Pointing and labeling records:
⟨

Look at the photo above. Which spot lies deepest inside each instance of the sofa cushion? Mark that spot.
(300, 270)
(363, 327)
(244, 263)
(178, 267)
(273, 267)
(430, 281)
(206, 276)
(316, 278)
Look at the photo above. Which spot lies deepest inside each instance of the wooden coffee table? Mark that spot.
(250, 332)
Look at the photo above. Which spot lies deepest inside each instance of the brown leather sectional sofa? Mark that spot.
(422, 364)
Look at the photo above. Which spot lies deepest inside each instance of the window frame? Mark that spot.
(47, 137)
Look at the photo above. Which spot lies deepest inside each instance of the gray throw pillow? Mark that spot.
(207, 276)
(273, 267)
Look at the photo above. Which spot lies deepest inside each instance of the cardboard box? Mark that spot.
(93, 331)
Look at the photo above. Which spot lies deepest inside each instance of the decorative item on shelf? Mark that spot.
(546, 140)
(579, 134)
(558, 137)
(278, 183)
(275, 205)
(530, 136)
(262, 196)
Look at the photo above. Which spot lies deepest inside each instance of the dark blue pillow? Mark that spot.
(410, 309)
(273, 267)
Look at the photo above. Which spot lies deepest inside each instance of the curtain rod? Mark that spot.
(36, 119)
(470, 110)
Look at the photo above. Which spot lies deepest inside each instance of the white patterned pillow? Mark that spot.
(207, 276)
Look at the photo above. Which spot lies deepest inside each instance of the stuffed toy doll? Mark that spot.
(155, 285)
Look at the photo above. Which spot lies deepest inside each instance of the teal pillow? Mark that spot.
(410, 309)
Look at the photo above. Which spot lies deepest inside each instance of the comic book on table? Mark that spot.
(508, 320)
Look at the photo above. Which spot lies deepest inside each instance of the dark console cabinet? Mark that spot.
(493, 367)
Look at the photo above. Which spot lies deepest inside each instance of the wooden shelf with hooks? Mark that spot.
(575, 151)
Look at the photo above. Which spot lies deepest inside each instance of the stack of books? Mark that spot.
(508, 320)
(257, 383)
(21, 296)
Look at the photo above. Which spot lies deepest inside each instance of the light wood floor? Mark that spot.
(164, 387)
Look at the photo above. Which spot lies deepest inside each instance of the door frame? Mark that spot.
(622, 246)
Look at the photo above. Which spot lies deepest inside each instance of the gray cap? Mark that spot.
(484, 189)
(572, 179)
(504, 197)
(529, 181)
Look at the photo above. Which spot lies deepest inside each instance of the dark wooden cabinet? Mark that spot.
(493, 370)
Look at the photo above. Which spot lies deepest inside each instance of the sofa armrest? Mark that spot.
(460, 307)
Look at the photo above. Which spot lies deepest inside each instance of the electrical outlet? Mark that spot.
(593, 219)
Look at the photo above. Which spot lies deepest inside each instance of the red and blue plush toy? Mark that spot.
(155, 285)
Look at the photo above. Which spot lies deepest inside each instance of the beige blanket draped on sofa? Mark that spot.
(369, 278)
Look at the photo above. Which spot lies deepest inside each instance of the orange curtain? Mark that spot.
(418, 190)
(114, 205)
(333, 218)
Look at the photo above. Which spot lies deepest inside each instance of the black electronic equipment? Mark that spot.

⟩

__Set problem__. Rewrite all of the records above, replacing every occurrence of "Mark that spot" with "Indicate that point" and keeping everything else unchanged.

__Response to this exercise__.
Look at the photo above. Which spot lies deepest inside each instance of the sofa cushion? Indicate that point.
(300, 270)
(363, 327)
(244, 263)
(178, 267)
(273, 267)
(430, 281)
(206, 276)
(316, 278)
Look at the photo above. Which spot lies deepest inside each instance of the wooden coffee table? Indicate that point.
(250, 332)
Look at the photo above. Which spot lies deepest inside each instance of the brown leather sectional sofa? Indicate that point.
(422, 364)
Look at the photo above. Which spot lies deepest inside each instance of the window frame? Indicate that point.
(47, 137)
Look at the photo above. Which spot lies deepest inside each instance of the gray throw pillow? Indicate that point.
(207, 276)
(273, 267)
Look at the photo above. Which spot lies deepest inside each instance of the cardboard box? Indicate that point.
(93, 331)
Look at the photo above. Which spot lies deepest inside each instance of the decorative item on shelf? Indicate that point.
(546, 140)
(579, 134)
(558, 137)
(278, 183)
(275, 205)
(530, 136)
(262, 196)
Look at the photo above. Which spot lies deepest inside each instance of the dark blue pillow? Indicate that point.
(410, 309)
(273, 267)
Look at the photo above. Which spot lies deepest inside each instance of the curtain rod? Indicate that point.
(36, 119)
(470, 110)
Look at the photo above. Which spot lies deepest inside each instance of the white patterned pillow? Indicate that point.
(207, 276)
Look at the photo above. Which spot lies deepest inside each instance of the stuffed toy doll? Indicate that point.
(155, 285)
Look at the photo above. Which spot lies deepest inside each instance of the teal pillow? Indicate that point.
(410, 309)
Look at the photo above. Which spot lies deepest inside each instance of the comic book on table? Indicate that point.
(508, 320)
Look at the photo above. Which spot lies deepest inside each instance of the dark console cabinet? Indicate that point.
(493, 367)
Look at the photo above. Which spot lies deepest inside each instance of the wooden shelf with hooks? Indicate that point.
(575, 151)
Look at the photo above. Which spot lies deepest inside each instance of the stack of books? Indicate that point.
(508, 320)
(257, 383)
(21, 296)
Look at the photo above. Which spot lies deepest inside each instance of the light wood floor? Indicate that point.
(164, 387)
Look at the photo above. Which spot lies deepest inside each instance of the door frame? Indicate that point.
(622, 246)
Look at the photo above. Which spot lies deepest inside each instance of the gray cap? Indicate that point.
(484, 189)
(572, 179)
(504, 197)
(529, 181)
Look at the photo above. Which spot lies deepest inside each instance of the dark wooden cabinet? Indicate that point.
(493, 370)
Look at the photo above. Which spot lies deepest inside each instance of the sofa armrest? Indicate that point.
(460, 307)
Look at the photo above. Which spot lies deepest inside each instance of the electrical outlet? Indicate that point.
(593, 219)
Look at the photo above. Which spot lies deepest inside each instance of the red and blue plush toy? Indicate that point.
(155, 285)
Look at the photo above. Which spot lies deepest inside each instance of the beige blanket draped on sofa? Indicate that point.
(369, 278)
Look at the photo above. Which spot lies deepest inside each instance of the orange curtain? Indicate that point.
(418, 190)
(114, 205)
(333, 218)
Look at the photo above. Which spot lies deepest inside each instance of the black electronic equipment? Indicate that point.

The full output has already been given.